Rector RS, Rogers R, Ruebel M, Hinton PS
Metab. Clin. Exp. Feb 2008
PMID: 18191053

No Bone Benefit in Young Healthy Women from 3 Months Resistance Training or Protein

Abstract

Effects of resistance training and protein supplementation on bone turnover in young adult women.

The strength of aging bone depends on the balance between the resorption and formation phases of the remodeling process. The purpose of this study was to examine the interaction of two factors with the potential to exert opposing influences on bone turnover, resistance exercise training and high dietary protein intake. It was hypothesized that resistance training by young, healthy, untrained women with protein intakes near recommended levels (0.8 g.kg(-1).d(-1)) would promote bone formation and/or inhibit bone resorption, and that subsequent supplementation to provide 2.4 g protein.kg(-1).d(-1) would reverse these effects.
Bone formation was assessed with serum bone-specific alkaline phosphatase (BAP) and osteocalcin (OC), and bone resorption with urinary calcium and deoxypyridinoline (DPD). Biochemical, strength, anthropometric, dietary, and physical activity data were obtained from 24 healthy, untrained, eumenorrheic women (18-29 y) at baseline, after eight weeks of resistance training (3 d.wk(-1), approximately 1 hr.d(-1); 3 sets, 6-10 repetitions, 13 exercises, 75-85% maximum voluntary contraction), and after 12 weeks of resistance training and 10 days of protein/placebo supplementation. Subjects were randomized (double-blind) to either a high protein (HP) or training control (TC) group and, during the final 10 days, consumed either enough purified whey protein to bring daily protein intake to 2.4 g.kg(-1).d(-1), or an equivalent dose of isoenergetic, carbohydrate placebo.

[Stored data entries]
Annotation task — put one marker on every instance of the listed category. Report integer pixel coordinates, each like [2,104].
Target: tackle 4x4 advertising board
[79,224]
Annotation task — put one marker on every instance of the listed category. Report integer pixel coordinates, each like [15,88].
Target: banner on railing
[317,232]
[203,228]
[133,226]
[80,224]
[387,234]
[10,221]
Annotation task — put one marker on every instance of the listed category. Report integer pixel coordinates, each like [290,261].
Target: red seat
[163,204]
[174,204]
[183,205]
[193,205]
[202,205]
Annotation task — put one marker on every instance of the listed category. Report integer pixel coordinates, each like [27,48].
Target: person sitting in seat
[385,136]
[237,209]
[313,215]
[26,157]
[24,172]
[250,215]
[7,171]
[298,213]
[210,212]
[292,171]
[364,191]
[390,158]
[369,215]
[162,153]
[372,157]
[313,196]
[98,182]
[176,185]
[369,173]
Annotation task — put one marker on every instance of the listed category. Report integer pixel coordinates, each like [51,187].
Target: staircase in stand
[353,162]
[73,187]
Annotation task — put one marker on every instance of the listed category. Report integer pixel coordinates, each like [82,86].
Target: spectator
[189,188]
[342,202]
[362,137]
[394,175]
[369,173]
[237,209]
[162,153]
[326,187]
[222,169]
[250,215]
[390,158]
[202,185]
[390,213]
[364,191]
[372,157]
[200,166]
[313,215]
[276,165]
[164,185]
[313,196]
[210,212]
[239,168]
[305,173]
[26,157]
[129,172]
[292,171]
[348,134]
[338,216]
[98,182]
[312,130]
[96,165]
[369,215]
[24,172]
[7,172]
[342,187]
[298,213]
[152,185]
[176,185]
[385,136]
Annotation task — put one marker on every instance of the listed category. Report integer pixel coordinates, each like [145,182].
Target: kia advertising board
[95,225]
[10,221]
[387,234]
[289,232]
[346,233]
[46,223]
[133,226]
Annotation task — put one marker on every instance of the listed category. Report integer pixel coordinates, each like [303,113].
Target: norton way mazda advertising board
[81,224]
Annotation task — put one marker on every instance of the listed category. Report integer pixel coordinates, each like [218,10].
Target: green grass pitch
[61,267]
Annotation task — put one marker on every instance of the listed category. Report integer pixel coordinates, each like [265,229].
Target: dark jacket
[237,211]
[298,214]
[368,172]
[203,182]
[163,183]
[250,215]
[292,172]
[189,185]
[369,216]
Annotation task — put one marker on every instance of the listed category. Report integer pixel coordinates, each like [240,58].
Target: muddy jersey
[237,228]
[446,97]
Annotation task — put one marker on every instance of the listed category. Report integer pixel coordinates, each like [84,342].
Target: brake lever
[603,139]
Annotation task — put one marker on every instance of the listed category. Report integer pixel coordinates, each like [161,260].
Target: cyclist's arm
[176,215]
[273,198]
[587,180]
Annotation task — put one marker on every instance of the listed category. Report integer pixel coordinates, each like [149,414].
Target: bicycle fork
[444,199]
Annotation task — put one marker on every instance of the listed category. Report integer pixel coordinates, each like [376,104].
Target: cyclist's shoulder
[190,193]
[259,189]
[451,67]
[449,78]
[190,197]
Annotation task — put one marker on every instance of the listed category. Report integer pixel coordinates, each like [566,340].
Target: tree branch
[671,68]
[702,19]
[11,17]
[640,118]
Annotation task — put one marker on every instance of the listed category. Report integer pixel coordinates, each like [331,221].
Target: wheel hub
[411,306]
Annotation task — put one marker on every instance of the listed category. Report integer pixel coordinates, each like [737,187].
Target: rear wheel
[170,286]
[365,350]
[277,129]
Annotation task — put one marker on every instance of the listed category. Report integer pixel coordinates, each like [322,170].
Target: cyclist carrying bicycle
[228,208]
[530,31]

• **Work instruction 1**
Answer these questions from the abstract on resistance training, protein, and bone turnover:
(a) Which two serum markers were used to assess bone formation?
(b) How many women supplied data, and what was their age range?
(c) To what daily protein intake did the whey supplement bring the high protein group?
• **Work instruction 2**
Continue the abstract on resistance training, protein, and bone turnover from its last sentence.

• **Answer 1**
(a) Serum bone-specific alkaline phosphatase (BAP) and osteocalcin (OC).
(b) 24 women, aged 18 to 29 years.
(c) 2.4 g.kg(-1).d(-1).

• **Answer 2**
Strength, lean tissue mass, and DPD increased significantly in both groups over time, while percent body fat and BAP decreased (repeated measures ANOVA, p < or = 0.05, Bonferroni correction). No significant changes were observed for serum OC or urinary calcium, and no significant group (TC, HP) x time (baseline, week 8, week 12) interactions emerged for any of the biochemical measures.
(1) Twelve weeks of high-intensity resistance training did not appear to enhance bone formation or inhibit bone resorption in young adult women, as assessed by biochemical markers of bone metabolism. (2) Subsequent maintenance of a high protein intake for 10 days in these regularly-training, calcium-replete women also showed no effects on bone metabolism.

Mullins NM, Sinning WE
Nutr Metab (Lond) Aug 2005
PMID: 16098231 | Free Full Text

The results are surprising. The full study is available using the link above. The authors note that these women were taking calcium supplements.

…to exclude the potential effects of calcium deficiency, each subject was given a supply of calcium supplements … to begin consuming for the duration of the study. Each was instructed to carry the calcium tablets in her purse or backpack, and was regularly reminded to consume one 500-mg tablet, twice per day.

There may not have been much more bone enhancement to gain.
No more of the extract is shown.